-- ACTION ITEM --
The expected response is a copy of every line in the entries below that includes the word "clicks".

##### INPUT

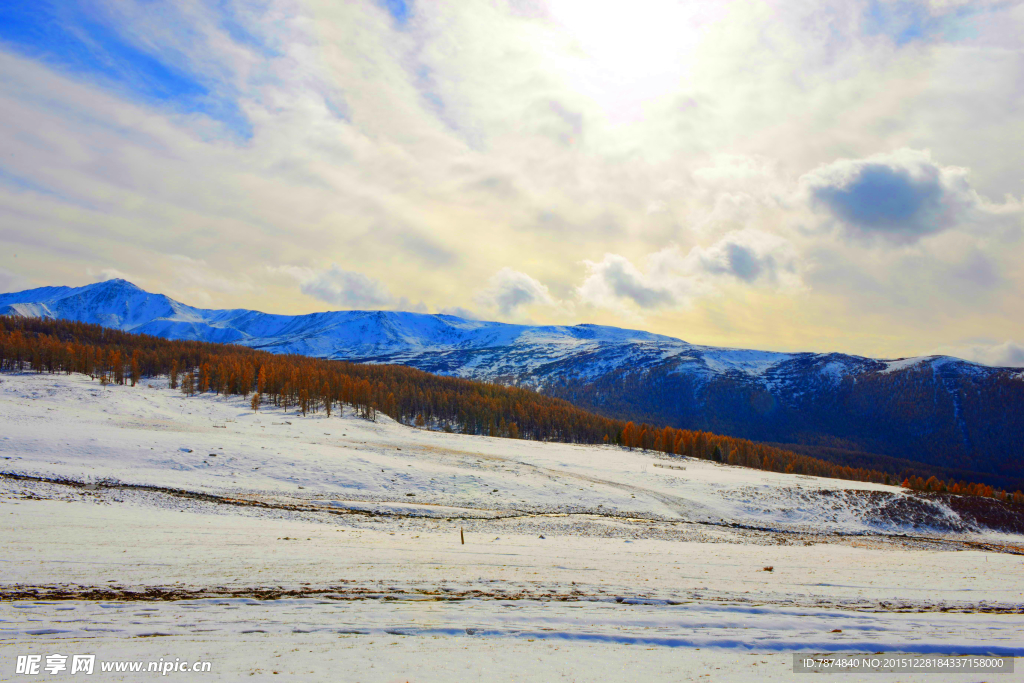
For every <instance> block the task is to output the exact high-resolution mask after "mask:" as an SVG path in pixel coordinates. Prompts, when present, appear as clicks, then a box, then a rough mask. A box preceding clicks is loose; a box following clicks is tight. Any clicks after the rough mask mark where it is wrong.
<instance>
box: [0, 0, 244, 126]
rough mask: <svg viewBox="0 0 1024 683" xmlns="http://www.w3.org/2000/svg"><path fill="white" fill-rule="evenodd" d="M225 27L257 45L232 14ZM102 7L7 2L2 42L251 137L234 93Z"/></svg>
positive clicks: (127, 95)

##########

-- EXPECTED OUTPUT --
For every <instance> block the task is to output the exact high-resolution mask after "mask:" as an SVG path in pixel coordinates. Prompts, when present, appear as clicks, then a box, then a rough mask. A box preceding clicks is loose; a box following clicks is tight. Any clicks after the rough mask mark where it is wrong.
positive clicks: (127, 95)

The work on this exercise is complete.